In 2012, the richest 10 percent benefitted from more than half of the income generated. The top 1 percent increased almost 20 percent while the bottom 99 percent grew only 1 percent. While not all of the income comes from inheritances, much of it is generated by people using family money for new investments. Tax breaks, instituted in the 1980s, reduced their tax rate more than forty percent but even that wasn’t good enough for some corporations who used legal deductions and methods to reduce that cost to zero. Which means they have even more money available to buy more corporations. John Weir Close believes that some of the changes have enabled more people to participate in M & A. That is true only if he’s still referring to the ultra-wealthy, regardless of gender, race, sexual orientation, etc.
━━━━━━━━━━━━━━━━━━━━━━━━━━━━━━
> _Problems to work on_
1. In the passage on income concentration, rewrite the portion starting with "In 2012, the" and going on through "sexual orientation, etc.", changing "corporations" to "companies".
2. Translate this sentence from the passage on income concentration into Spanish: "The top 1 percent increased almost 20 percent while the bottom 99 percent grew only 1 percent."

> _Given entries_
━━━━━━━━━━━━━━━━━━━━━━━━━━━━━━
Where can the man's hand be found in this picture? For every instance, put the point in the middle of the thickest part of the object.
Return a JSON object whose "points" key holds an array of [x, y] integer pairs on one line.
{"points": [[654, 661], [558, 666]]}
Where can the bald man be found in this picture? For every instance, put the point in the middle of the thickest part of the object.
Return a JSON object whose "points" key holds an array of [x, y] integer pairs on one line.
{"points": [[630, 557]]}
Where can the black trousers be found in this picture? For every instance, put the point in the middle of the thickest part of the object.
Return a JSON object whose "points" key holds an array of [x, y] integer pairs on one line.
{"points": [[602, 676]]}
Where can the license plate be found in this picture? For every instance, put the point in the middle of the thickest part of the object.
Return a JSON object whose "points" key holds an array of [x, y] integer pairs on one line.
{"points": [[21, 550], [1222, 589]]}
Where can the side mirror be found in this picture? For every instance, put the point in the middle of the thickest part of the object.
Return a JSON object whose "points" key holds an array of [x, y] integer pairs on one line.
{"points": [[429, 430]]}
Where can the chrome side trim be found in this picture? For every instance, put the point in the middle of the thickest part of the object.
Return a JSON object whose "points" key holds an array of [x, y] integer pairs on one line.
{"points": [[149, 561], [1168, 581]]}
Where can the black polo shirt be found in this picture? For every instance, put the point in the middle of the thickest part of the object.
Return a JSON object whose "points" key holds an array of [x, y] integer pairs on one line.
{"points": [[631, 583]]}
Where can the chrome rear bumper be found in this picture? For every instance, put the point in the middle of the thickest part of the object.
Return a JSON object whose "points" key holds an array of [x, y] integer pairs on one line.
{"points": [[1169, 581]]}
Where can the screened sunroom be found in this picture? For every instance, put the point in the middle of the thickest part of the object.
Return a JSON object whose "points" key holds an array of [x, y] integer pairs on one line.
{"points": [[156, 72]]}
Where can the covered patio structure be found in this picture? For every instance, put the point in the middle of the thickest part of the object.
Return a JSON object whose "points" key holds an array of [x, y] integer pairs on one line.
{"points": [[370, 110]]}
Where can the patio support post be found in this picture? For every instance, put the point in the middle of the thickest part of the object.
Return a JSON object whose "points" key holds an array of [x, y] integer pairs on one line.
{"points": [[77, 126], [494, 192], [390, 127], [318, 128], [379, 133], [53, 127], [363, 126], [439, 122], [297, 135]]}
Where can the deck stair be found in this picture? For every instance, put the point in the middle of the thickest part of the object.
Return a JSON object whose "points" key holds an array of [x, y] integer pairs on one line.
━━━━━━━━━━━━━━━━━━━━━━━━━━━━━━
> _The replies_
1.
In 2012, the richest 10 percent benefitted from more than half of the income generated. The top 1 percent increased almost 20 percent while the bottom 99 percent grew only 1 percent. While not all of the income comes from inheritances, much of it is generated by people using family money for new investments. Tax breaks, instituted in the 1980s, reduced their tax rate more than forty percent but even that wasn’t good enough for some companies who used legal deductions and methods to reduce that cost to zero. Which means they have even more money available to buy more companies. John Weir Close believes that some of the changes have enabled more people to participate in M & A. That is true only if he’s still referring to the ultra-wealthy, regardless of gender, race, sexual orientation, etc.

2. El 1 por ciento superior aumentó casi un 20 por ciento, mientras que el 99 por ciento inferior creció solo un 1 por ciento.